**** Text to read
Skip to content

Saga Pattern — Distributed Transaction Management (2026)

DodaTech Updated 2026-06-20 7 min read

In this tutorial, you'll learn the Saga pattern — managing distributed transactions across microservices using sequences of local transactions with compensating actions for rollback. Why does this matter? In a monolith, a database transaction with ACID guarantees ensures consistency. In microservices, no single database spans all services. Sagas provide data consistency without distributed transactions (which are slow, fragile, and often unsupported). Real-world use: every major microservice deployment — Amazon order processing, Uber ride lifecycle, airline booking systems — uses sagas to coordinate multi-step workflows.

What Is the Saga Pattern?

A Saga is a sequence of local transactions. Each transaction is a local ACID operation within a single service. When a transaction fails, the saga executes compensating transactions to undo the effect of previous steps. There is no two-phase commit (2PC) — sagas use eventual consistency with rollback capability.

Two implementation styles exist: choreography (services react to events) and orchestration (a central coordinator tells services what to do).

graph TB
    subgraph BookingSaga[Flight + Hotel + Payment Saga]
        subgraph SuccessFlow[Happy Path]
            F1[Book Flight ✅]
            H1[Book Hotel ✅]
            P1[Process Payment ✅]
            C1[Confirmation ✅]
        end
        
        subgraph FailureFlow[Compensation Path]
            P2[Process Payment ❌]
            H2[Cancel Hotel 🔄]
            F2[Cancel Flight 🔄]
        end
        
        F1 --> H1
        H1 --> P1
        P1 --> C1
        
        P1 -.->|Failure| P2
        P2 --> H2
        H2 --> F2
    end
    
    style SuccessFlow fill:#2ECC71,color:#fff
    style FailureFlow fill:#E74C3C,color:#fff

How Sagas Work

Choreography Saga

Each service emits events and listens for events from other services. No central coordinator:

# --- Choreography Saga: Order Processing ---

# Order Service
class OrderService:
    def create_order(self, user_id: str, items: list) -> None:
        order = Order.create(user_id, items)
********
**** Data lines
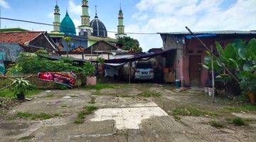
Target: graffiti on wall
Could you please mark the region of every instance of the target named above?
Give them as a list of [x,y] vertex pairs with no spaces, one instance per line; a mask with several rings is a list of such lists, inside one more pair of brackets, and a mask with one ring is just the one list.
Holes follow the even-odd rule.
[[4,56],[5,51],[3,48],[0,48],[0,74],[4,75],[6,72],[6,69],[4,67]]

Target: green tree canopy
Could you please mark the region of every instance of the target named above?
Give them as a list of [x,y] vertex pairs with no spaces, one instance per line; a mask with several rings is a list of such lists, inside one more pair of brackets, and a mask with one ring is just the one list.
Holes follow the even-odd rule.
[[129,50],[132,49],[137,53],[142,51],[142,48],[139,47],[139,43],[138,40],[134,39],[131,37],[118,38],[117,44],[122,47],[122,50]]

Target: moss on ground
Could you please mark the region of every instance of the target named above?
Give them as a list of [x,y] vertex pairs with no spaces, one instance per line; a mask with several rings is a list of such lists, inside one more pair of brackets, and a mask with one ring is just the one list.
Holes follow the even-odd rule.
[[[39,89],[33,89],[29,90],[26,94],[26,97],[30,97],[35,94],[37,94],[41,92],[41,90]],[[14,92],[11,89],[3,89],[0,92],[0,97],[10,97],[10,98],[16,98],[16,96],[14,94]]]
[[84,122],[84,119],[85,119],[85,116],[92,114],[92,111],[96,109],[97,109],[97,107],[95,106],[87,106],[82,108],[82,110],[78,113],[74,123],[82,124]]
[[33,114],[28,112],[17,112],[15,116],[16,118],[29,119],[31,120],[45,120],[54,117],[54,115],[48,114],[46,113]]
[[221,122],[217,121],[211,121],[209,122],[209,124],[210,126],[217,129],[221,129],[224,127],[224,125]]
[[174,110],[173,114],[174,116],[181,115],[181,116],[218,116],[218,114],[215,114],[214,112],[201,110],[195,107],[188,107],[188,108],[178,107]]
[[160,97],[161,94],[156,92],[144,92],[142,93],[139,93],[138,96],[139,97]]

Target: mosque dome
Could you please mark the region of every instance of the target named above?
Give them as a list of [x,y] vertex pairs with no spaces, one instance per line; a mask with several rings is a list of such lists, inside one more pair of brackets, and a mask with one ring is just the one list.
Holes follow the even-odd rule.
[[61,33],[64,33],[65,35],[76,35],[75,24],[69,16],[68,11],[65,16],[60,23],[60,31]]
[[95,18],[90,23],[90,26],[92,27],[93,36],[107,37],[107,31],[104,23],[99,19],[98,16],[95,16]]

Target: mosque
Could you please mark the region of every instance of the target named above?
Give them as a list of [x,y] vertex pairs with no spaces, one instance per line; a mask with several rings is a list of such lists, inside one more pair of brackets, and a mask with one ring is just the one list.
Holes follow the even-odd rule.
[[[79,33],[77,33],[75,24],[70,18],[68,11],[66,11],[65,17],[60,22],[60,8],[58,6],[56,1],[56,5],[54,9],[53,31],[51,31],[49,35],[57,44],[64,43],[63,41],[63,37],[70,36],[77,40],[73,44],[74,47],[82,46],[86,48],[87,47],[89,47],[100,40],[106,41],[110,43],[115,43],[118,38],[127,36],[124,33],[124,26],[123,22],[124,16],[121,6],[118,13],[117,33],[115,34],[116,39],[107,36],[107,30],[106,26],[103,22],[100,20],[97,16],[97,7],[95,16],[92,21],[90,19],[90,16],[88,11],[88,0],[82,0],[81,7],[81,24],[78,27],[79,28]],[[87,38],[85,38],[87,41],[85,40],[85,37],[87,37]],[[85,43],[85,42],[87,42],[87,43]],[[78,43],[79,45],[75,45],[78,44]],[[65,46],[63,44],[62,45],[63,46]]]

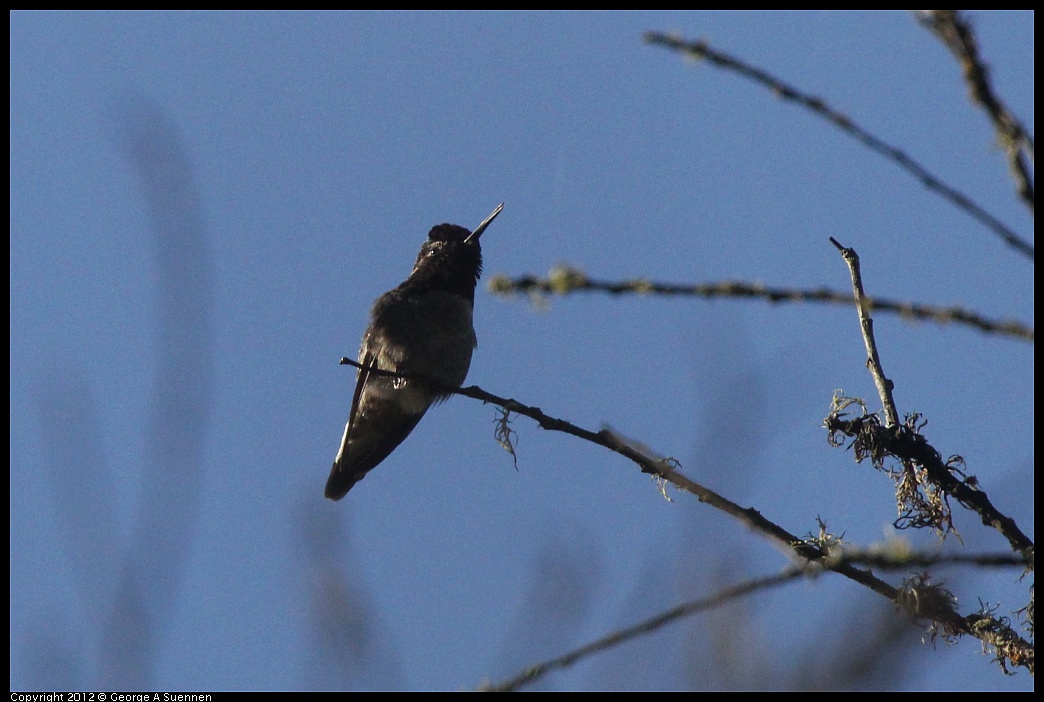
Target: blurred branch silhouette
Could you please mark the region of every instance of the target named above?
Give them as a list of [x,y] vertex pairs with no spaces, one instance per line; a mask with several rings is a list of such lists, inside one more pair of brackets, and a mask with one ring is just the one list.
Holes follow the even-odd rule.
[[[1033,159],[1033,137],[997,98],[988,79],[988,73],[978,57],[977,45],[970,24],[953,10],[924,10],[919,19],[938,33],[957,56],[964,68],[969,92],[973,100],[981,106],[995,125],[998,140],[1004,146],[1010,161],[1016,189],[1033,211],[1033,177],[1027,159]],[[809,95],[802,90],[784,83],[765,70],[754,67],[740,58],[712,49],[707,42],[689,42],[662,32],[646,32],[645,41],[649,44],[665,46],[686,55],[705,60],[713,66],[732,71],[752,79],[785,100],[794,102],[843,130],[875,153],[884,156],[906,172],[917,178],[925,187],[942,195],[954,207],[970,214],[1000,236],[1005,243],[1029,259],[1034,257],[1033,244],[1022,236],[1001,223],[997,217],[976,204],[969,195],[944,183],[911,158],[906,151],[884,142],[852,119],[831,108],[818,97]],[[987,496],[983,487],[974,476],[965,475],[962,471],[964,460],[951,457],[943,461],[942,455],[921,435],[924,422],[920,415],[908,415],[900,420],[899,412],[893,397],[895,383],[883,372],[880,350],[873,334],[872,311],[895,312],[919,320],[936,322],[955,322],[966,324],[982,331],[1014,336],[1033,342],[1034,330],[1029,325],[1017,322],[1000,322],[983,314],[971,312],[962,308],[941,308],[929,305],[900,303],[891,300],[873,299],[865,295],[859,273],[858,256],[852,249],[831,239],[841,252],[850,266],[853,292],[840,294],[827,288],[786,289],[769,288],[760,284],[742,282],[723,282],[712,284],[675,285],[650,282],[648,280],[625,280],[618,282],[594,281],[583,272],[569,266],[556,266],[546,279],[533,276],[508,278],[497,276],[490,281],[490,289],[499,295],[528,294],[536,300],[542,300],[548,295],[568,295],[574,291],[600,291],[609,295],[639,294],[661,296],[699,296],[743,297],[764,299],[770,302],[780,301],[815,301],[833,304],[852,304],[855,302],[858,310],[860,328],[868,354],[868,368],[877,385],[881,397],[881,419],[876,414],[867,412],[862,400],[845,398],[837,395],[834,407],[825,424],[832,445],[844,445],[841,437],[851,439],[856,460],[871,458],[873,464],[884,468],[884,460],[894,457],[899,468],[887,469],[896,481],[896,495],[900,507],[900,518],[896,526],[930,526],[940,536],[953,532],[949,498],[975,512],[981,522],[997,530],[1009,541],[1015,552],[1005,554],[910,554],[908,549],[860,549],[843,544],[839,537],[831,535],[821,521],[821,533],[817,537],[809,536],[801,539],[787,532],[782,526],[765,519],[756,509],[743,509],[736,502],[708,490],[682,475],[674,459],[654,454],[644,445],[623,439],[619,435],[602,430],[593,432],[583,429],[561,419],[545,414],[538,407],[524,405],[514,399],[497,397],[478,388],[464,388],[456,391],[483,402],[491,402],[506,413],[516,413],[529,417],[544,428],[564,431],[572,436],[598,444],[616,451],[634,461],[643,472],[656,475],[658,479],[669,482],[675,487],[695,495],[706,502],[727,514],[739,519],[745,525],[782,542],[790,551],[790,555],[799,560],[799,564],[779,576],[769,579],[752,580],[736,588],[728,588],[716,595],[704,599],[697,603],[680,605],[666,613],[647,619],[635,627],[628,627],[612,632],[587,646],[572,652],[549,659],[545,662],[527,668],[518,676],[487,689],[517,689],[529,681],[536,680],[548,672],[571,665],[582,658],[596,652],[617,646],[624,640],[649,633],[663,626],[666,622],[683,616],[681,612],[694,613],[704,607],[713,607],[721,601],[733,596],[772,587],[784,578],[793,578],[807,571],[810,567],[822,567],[834,570],[860,582],[871,590],[887,598],[898,606],[908,618],[927,628],[926,637],[934,641],[938,636],[951,642],[960,636],[978,638],[983,653],[992,652],[995,660],[1004,673],[1012,668],[1024,668],[1034,674],[1034,642],[1033,642],[1033,587],[1028,589],[1028,604],[1017,614],[1026,619],[1029,640],[1022,638],[1015,630],[1009,617],[997,615],[996,607],[980,599],[978,610],[962,615],[956,609],[956,596],[944,586],[942,581],[933,579],[930,572],[920,572],[904,578],[897,586],[874,576],[861,568],[840,568],[836,566],[854,566],[865,564],[884,570],[906,569],[914,566],[932,567],[944,563],[963,563],[972,567],[1015,566],[1024,568],[1024,576],[1034,569],[1034,543],[1011,517],[1001,513]],[[861,416],[849,417],[846,410],[853,404],[863,408]],[[506,417],[506,415],[505,415]],[[509,444],[511,445],[511,444]],[[513,453],[514,455],[514,453]],[[882,646],[887,646],[887,638],[882,639]]]
[[[139,100],[120,125],[120,148],[141,182],[159,294],[156,387],[142,431],[142,498],[121,545],[112,475],[90,389],[78,377],[43,380],[41,422],[66,547],[80,564],[91,612],[80,660],[97,651],[96,679],[81,687],[149,689],[155,654],[176,601],[203,486],[213,395],[213,274],[203,204],[185,142],[152,103]],[[46,687],[46,685],[45,685]]]

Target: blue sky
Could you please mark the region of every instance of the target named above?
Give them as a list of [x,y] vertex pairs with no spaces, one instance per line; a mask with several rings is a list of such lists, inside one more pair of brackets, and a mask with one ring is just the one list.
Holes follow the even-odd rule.
[[[1031,131],[1034,15],[973,18]],[[568,263],[846,290],[834,236],[872,295],[1033,323],[1030,261],[807,112],[644,44],[650,29],[824,97],[1033,239],[957,66],[907,14],[10,15],[13,688],[471,687],[785,567],[736,521],[524,418],[516,470],[494,408],[464,398],[324,499],[354,383],[337,359],[372,301],[431,226],[474,227],[501,202],[469,383],[611,426],[793,533],[820,516],[854,544],[894,536],[891,482],[821,427],[835,389],[877,408],[853,309],[535,306],[483,285]],[[135,163],[156,142],[174,156],[150,186]],[[198,213],[195,267],[164,267],[157,193]],[[164,320],[198,333],[171,341]],[[923,413],[1031,535],[1033,345],[887,315],[876,329],[900,412]],[[184,382],[183,344],[206,358]],[[164,435],[164,378],[203,389],[177,395],[185,435]],[[968,551],[1005,548],[965,513],[957,526]],[[963,613],[1023,606],[1017,575],[939,571]],[[127,583],[149,627],[135,671],[106,638],[124,636]],[[807,685],[801,671],[829,680],[814,665],[859,650],[853,623],[889,611],[824,577],[541,684]],[[901,631],[882,663],[896,687],[1033,688],[977,641]]]

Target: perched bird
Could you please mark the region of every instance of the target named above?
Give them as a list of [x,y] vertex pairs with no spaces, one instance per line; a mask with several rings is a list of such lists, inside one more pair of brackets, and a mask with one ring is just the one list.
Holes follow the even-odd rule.
[[449,397],[447,388],[459,388],[468,377],[477,343],[472,308],[482,272],[478,240],[503,207],[474,232],[432,227],[409,278],[374,303],[352,410],[327,481],[330,499],[343,497],[409,436],[433,402]]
********
**Tasks for this exercise**
a: Name the steps on the happy path in the diagram of the Saga pattern tutorial, in order.
b: Repeat the Saga pattern tutorial word for word from "# --- Choreography" to "order = Order.create(user_id, items)".

**The replies**
a: Book Flight, Book Hotel, Process Payment, Confirmation

b:
# --- Choreography Saga: Order Processing ---

# Order Service
class OrderService:
    def create_order(self, user_id: str, items: list) -> None:
        order = Order.create(user_id, items)